What you have to do
Rewrite every one of the rows below with "Point coordinates" changed to "Marked points" and nothing else altered. Leave the pictures out of your answer.

(Named object pointing rows)
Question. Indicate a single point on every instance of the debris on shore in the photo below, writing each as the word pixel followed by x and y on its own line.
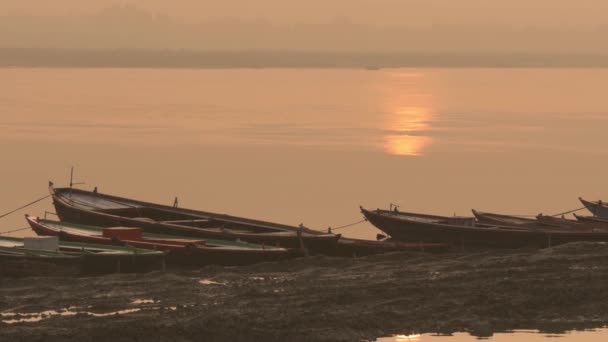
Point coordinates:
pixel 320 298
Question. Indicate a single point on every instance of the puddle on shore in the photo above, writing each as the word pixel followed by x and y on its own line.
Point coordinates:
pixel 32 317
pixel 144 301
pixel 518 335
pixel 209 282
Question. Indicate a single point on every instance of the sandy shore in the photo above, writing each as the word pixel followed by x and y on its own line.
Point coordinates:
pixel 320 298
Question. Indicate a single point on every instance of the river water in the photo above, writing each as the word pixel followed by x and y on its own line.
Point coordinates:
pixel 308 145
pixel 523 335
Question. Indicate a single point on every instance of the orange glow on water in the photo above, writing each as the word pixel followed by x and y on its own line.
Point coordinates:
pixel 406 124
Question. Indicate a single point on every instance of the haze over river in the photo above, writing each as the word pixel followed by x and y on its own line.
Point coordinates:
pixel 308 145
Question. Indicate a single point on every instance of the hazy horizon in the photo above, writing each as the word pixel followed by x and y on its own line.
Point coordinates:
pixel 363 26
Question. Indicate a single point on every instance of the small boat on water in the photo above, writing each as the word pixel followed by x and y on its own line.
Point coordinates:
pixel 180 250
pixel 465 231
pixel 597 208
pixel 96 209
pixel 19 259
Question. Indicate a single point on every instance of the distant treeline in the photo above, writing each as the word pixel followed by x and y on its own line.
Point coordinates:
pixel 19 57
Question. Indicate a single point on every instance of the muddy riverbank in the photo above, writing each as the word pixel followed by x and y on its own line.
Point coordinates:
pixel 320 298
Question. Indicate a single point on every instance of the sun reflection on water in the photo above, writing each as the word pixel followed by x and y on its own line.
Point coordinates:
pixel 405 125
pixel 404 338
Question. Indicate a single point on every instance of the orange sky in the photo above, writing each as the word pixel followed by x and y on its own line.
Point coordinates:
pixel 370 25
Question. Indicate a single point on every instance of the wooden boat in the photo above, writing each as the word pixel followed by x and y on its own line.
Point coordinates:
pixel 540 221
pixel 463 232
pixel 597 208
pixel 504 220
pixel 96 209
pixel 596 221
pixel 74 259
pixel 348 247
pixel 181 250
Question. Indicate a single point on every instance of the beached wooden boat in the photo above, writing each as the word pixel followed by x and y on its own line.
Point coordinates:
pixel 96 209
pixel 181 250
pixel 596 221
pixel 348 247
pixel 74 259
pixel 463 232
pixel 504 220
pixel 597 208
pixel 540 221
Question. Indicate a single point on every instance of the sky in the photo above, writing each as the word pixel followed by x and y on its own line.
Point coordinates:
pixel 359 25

Answer to the problem
Question. Indicate a single point on every instance of the debris on shore in the photo below, writing each as the word pixel followed by x and y on its own line.
Marked points:
pixel 320 298
Question. Indicate a single point on every instance of the puddle on shore in the photo above, writing each as the word pixel followed by x and y on its own line.
Marked points:
pixel 32 317
pixel 144 301
pixel 518 335
pixel 209 282
Question. Indicate a single point on every instance of the sandy shore in the photo above, writing each as the word pixel followed by x and y on its own line.
Marked points:
pixel 320 298
Question. Indicate a single point on every instance of the river water in the photo above, writing each as the word pixel followed by x and y on its own line.
Marked points:
pixel 308 145
pixel 523 335
Question. Indicate a single point on every instance of the orange glow on water in the photo above, writing each as the word pixel followed by x and y on its own line.
Marked points:
pixel 406 124
Question. Indicate a single point on every instance of the haze over river in the photo above, writing each as the word pixel followed by x and y on its own line.
Marked points:
pixel 308 145
Question. Indicate a single point on every instance of the hazy horizon in the photo above, writing each as the word pixel followed by x and y on its own line.
Marked points:
pixel 363 26
Question. Indicate a single point on every instance of the small boat on water in the photo above, writing each as the word pixel followed by x and y on its own line.
Marked points:
pixel 180 250
pixel 465 231
pixel 597 208
pixel 96 209
pixel 19 259
Question. Indicate a single point on every instance of the distant treeline in the photo above, writing each as the word pixel followed by x and y on its own line.
Marked points:
pixel 19 57
Question. Indicate a single point on every instance of the muddy riverbank in the photo above, writing each as the word pixel followed by x and y on its own line.
Marked points:
pixel 320 298
Question. Indicate a single point on every instance of the sun reflection on water in the photo above, writing each as the word pixel followed by x and y on its own line.
Marked points:
pixel 405 125
pixel 404 338
Question. Indicate a single point on every instance of the orange sky in the photo above, writing each as the word pixel followed by x and y on its own line.
Marked points:
pixel 370 25
Question. Indicate a single point on every instance of the wooden boat in the photo above, writing each as the word pixel followed by x and y on its own line.
Marked points:
pixel 540 221
pixel 463 232
pixel 597 208
pixel 504 220
pixel 96 209
pixel 596 221
pixel 74 259
pixel 348 247
pixel 181 250
Question. Indicate a single point on every instance of the beached wooden boat in the photo above, writing each as the word pixel followed by x and y on its own line.
Marked points:
pixel 96 209
pixel 181 250
pixel 596 221
pixel 348 247
pixel 74 259
pixel 463 232
pixel 504 220
pixel 597 208
pixel 540 221
Question. Indicate a single point on every instance of the sky in the photo above, writing each as the word pixel followed by x and y on its own line.
Marked points:
pixel 359 25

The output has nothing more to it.